+++ INPUT ROWS +++

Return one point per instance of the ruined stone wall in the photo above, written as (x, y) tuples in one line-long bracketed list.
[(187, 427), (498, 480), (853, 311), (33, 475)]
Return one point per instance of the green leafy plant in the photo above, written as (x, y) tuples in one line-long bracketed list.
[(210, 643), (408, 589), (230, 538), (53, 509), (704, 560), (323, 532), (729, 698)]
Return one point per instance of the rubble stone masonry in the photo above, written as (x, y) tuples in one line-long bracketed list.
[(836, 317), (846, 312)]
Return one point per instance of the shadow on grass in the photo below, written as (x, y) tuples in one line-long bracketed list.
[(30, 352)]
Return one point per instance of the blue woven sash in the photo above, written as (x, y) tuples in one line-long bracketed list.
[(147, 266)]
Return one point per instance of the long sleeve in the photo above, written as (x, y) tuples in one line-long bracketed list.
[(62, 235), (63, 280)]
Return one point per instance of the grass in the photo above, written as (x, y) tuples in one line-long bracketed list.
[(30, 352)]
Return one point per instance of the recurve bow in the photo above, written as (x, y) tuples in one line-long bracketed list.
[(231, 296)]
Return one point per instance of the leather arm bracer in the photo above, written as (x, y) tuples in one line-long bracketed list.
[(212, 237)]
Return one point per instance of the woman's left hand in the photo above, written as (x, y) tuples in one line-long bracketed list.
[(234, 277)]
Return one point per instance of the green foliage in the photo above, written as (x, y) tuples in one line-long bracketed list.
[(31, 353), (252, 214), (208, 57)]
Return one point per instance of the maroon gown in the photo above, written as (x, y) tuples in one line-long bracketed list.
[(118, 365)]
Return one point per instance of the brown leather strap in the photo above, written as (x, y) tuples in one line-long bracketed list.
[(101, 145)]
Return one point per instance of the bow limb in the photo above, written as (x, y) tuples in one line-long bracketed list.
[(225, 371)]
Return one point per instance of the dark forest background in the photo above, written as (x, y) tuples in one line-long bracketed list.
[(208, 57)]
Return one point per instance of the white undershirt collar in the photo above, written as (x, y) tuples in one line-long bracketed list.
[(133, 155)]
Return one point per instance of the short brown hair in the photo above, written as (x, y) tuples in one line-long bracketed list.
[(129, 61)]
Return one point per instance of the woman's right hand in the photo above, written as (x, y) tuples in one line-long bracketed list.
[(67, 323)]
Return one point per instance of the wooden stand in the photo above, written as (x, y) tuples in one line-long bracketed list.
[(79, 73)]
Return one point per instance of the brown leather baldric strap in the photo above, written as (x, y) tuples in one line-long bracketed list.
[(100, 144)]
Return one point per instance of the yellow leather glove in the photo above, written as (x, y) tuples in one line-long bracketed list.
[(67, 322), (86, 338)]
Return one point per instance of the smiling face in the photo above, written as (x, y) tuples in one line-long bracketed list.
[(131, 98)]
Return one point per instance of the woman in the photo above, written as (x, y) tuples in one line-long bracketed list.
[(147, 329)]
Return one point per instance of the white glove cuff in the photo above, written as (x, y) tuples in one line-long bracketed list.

+++

• JOB: Return, unchanged, every line of the listing from the one containing "Return one point per instance of the wooden" down to the end of the listing.

• EXPECTED OUTPUT:
Return one point per instance of the wooden stand in the photo above, written as (x, y) tuples in one line-long bracketed list.
[(79, 73)]
Return one point per instance of the brown leather baldric strap in the photo above, written as (x, y) tuples in one line-long bracketed list.
[(100, 144)]
Return one point per instance of the yellow leather glove in the photo above, written as (x, y) tuples in one line-long bracketed list.
[(67, 322), (86, 338)]
Return one point per instance of the smiling face in the photo above, written as (x, y) tuples in one line-long bracketed list.
[(131, 98)]
Return one point per instance of the woman in the photo above, written as (x, y) tuples in one line-long bracketed list.
[(147, 329)]
Return one point per instance of the white glove cuff in the photo above, written as (x, y) tuples in one line-long bracketed list.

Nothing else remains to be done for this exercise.